▶ Activity list:
a. Reproduce the part of the forum post between "Without reference to" and "to be done.", inclusive.
b. Decide whether each statement agrees with the forum post. For each, answer yes or no and quote the words of the post that settle it.
(i) Rebecca posted an article on her FB page.
(ii) The writer went gluten free.
(iii) The writer says every lady who answers a request for advice will empathize.
c. Carry the forum post on past its final sentence.

▶ Passage:
You are a mother with two beautiful children. I want all children to have the best possible childhood in life - and for that reason, I will always lend my support to any Mom. Therefore, I want you to succeed in life. I want for you a happy marriage, a good job, and the skills to be able to provide for your children.
There are many wonderful women on this board. The fact that everyone comes from different backgrounds with different points of view helps many of us to grow. For instance, Rebecca recently posted an article on her FB page about things people say and how those things may be perceived by children and parents of children with disabilities. Because of this post and the perspective from which it was written, I know it made me think of things that I say and how they can be perceived. Because of her, I have grown in some small way and hopefully won't say something in the future that may hurt someone unintentionally. In another way, when I went dairy free, I learned so any things from ladies here (such as hidden dairy in foods). Because of that, my daughter benefited. My point is that the ladies on this board really can enhance child rearing for others.
As for your situation, because we are a diverse group, you will get diverse comments. Some ladies may want to empathize while others may feel it is enabling. I understand that you have monetary issues. I believe there are many people on this board who may also be struggling with money issues. Please try to remember that there are many ladies who are working 40+ hours per week and breastfeeding, and making just enough money to pay daycare and necessities. They may be working jobs that they hate, but do it just in order to make ends meat. They may see your posts in one way. When they write out their tax bills, they may simply have no use for (and not like) your DH who could be perceived as not meeting his obligations.
Without reference to any particular post, if you request advice, you will receive diverse views. Some ladies will empathize and some will say pull yourself up by your bootstraps and do what needs to be done.

▶ Information supplied:
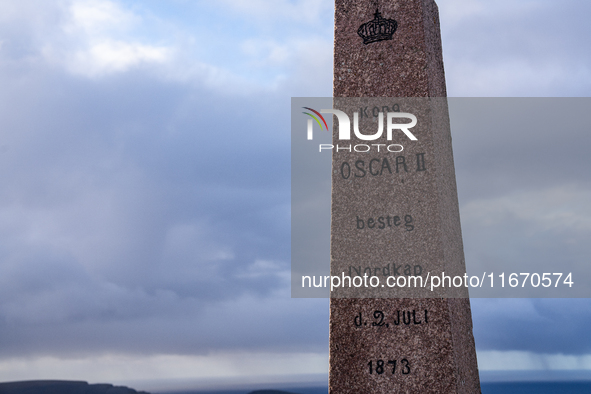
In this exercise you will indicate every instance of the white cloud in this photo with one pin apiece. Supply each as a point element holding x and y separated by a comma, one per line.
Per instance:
<point>557,208</point>
<point>240,366</point>
<point>280,11</point>
<point>492,360</point>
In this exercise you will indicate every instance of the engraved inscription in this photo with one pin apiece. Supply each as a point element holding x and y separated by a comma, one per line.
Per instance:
<point>397,318</point>
<point>382,166</point>
<point>383,222</point>
<point>380,366</point>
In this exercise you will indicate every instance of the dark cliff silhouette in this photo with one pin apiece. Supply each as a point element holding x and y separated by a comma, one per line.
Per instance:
<point>63,387</point>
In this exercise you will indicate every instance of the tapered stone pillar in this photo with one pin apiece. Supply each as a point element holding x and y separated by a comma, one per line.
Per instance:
<point>398,215</point>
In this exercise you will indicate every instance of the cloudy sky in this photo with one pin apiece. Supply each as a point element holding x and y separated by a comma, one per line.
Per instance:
<point>145,172</point>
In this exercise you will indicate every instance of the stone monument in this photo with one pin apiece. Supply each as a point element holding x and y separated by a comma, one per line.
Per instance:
<point>400,216</point>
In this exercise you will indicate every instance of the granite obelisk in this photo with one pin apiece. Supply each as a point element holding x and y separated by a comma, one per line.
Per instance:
<point>387,345</point>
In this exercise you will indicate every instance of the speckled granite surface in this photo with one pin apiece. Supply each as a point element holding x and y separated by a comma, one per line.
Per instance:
<point>398,345</point>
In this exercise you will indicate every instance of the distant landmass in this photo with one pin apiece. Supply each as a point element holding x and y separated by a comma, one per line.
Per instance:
<point>63,387</point>
<point>270,392</point>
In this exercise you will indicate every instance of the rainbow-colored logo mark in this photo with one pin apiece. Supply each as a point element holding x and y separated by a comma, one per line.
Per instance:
<point>310,124</point>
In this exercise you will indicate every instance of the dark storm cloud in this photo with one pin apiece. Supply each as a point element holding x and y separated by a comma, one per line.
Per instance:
<point>147,214</point>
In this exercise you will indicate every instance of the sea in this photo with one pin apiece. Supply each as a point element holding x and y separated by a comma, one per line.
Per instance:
<point>487,388</point>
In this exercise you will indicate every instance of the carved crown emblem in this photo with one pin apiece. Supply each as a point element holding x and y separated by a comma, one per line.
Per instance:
<point>378,29</point>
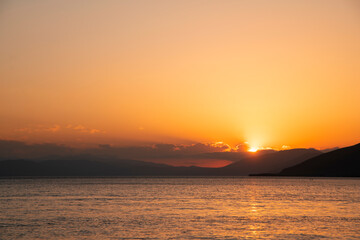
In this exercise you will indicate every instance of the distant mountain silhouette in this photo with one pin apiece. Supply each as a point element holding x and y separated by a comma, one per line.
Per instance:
<point>344,162</point>
<point>270,163</point>
<point>84,165</point>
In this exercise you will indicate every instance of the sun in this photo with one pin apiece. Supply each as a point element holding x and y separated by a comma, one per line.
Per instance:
<point>253,149</point>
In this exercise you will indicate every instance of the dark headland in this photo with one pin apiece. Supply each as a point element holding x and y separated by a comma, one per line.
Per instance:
<point>344,162</point>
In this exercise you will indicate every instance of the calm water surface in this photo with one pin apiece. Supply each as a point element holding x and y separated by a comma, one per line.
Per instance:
<point>180,208</point>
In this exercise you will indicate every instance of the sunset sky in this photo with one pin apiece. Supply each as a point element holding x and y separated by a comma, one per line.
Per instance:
<point>269,73</point>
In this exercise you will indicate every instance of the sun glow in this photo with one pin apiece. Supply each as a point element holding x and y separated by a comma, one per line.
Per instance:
<point>253,149</point>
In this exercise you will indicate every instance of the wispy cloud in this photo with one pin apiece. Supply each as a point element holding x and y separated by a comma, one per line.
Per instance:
<point>58,128</point>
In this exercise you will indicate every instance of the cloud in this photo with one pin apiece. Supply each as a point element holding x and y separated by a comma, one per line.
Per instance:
<point>58,128</point>
<point>167,153</point>
<point>83,129</point>
<point>40,128</point>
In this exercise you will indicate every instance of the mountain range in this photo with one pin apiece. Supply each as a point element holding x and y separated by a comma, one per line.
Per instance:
<point>344,162</point>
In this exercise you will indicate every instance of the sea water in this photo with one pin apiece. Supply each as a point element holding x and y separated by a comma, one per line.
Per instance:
<point>180,208</point>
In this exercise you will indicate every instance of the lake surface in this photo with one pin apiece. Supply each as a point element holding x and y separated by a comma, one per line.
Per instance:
<point>180,208</point>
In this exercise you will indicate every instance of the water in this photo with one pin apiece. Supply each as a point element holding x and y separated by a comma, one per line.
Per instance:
<point>180,208</point>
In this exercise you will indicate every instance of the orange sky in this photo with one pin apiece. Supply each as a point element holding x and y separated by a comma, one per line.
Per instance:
<point>271,73</point>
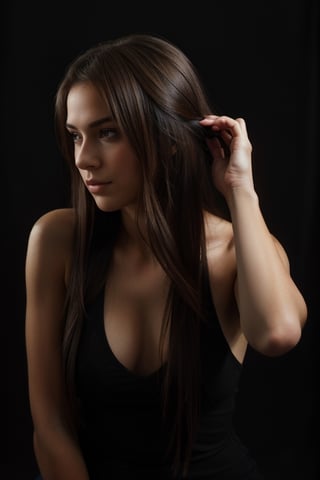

▶ Answers to the exercises:
a.
Without reference to any particular post, if you request advice, you will receive diverse views. Some ladies will empathize and some will say pull yourself up by your bootstraps and do what needs to be done.

b.
(i) Yes: "Rebecca recently posted an article on her FB page"
(ii) No: "when I went dairy free"
(iii) No: "Some ladies will empathize and some will say pull yourself up by your bootstraps and do what needs to be done."

c.
We obviously do not know you outside of JM or FB, so I do not know if you really do have a can do attitude or not. I do know personally that when my son was diagnosed with Asperger's I had the choice to sit back and wait for others to help us or to be extremely proactive. For my son, it was not even a choice. When I was told he needed a specialist, I filled out packets for 7 different hospitals (you actually had to fill out a 10-20 page application to even get an appointment). After I sent in the applications, I called to confirm receipt. Places had an 18 month waiting list, so I called and asked to be placed on the list that if anyone cancelled I would get there the same day. When the ped told me my son would end up in a group home, I investigated every therapy available and arranged for 30 hours per week. I then asked the therapists for additional therapy programs I could do with him at home. End result is that he is 11 and doing phenomenally. I don't write this for a pat on the back - just to show that where there is a will there is a way.
If you want to get ahead, you can! You have skills. I saw your photography. You have computer skills. You can place applications everywhere to get a job working 40 hours a week and still do photography on the side to grow your own business. You have the skills to be successful. You may sacrifice sleep - but you can do it if you want.
I really don't think any of the ladies on this board want to see you fail. You failing is not good for Trey or Aidan, and I am fairly certain all the ladies here want to see all children have a good life. They may express it in different ways. I hope you can see different perspectives and whether you stay or go, I wish you well so that you can do the best for your sons.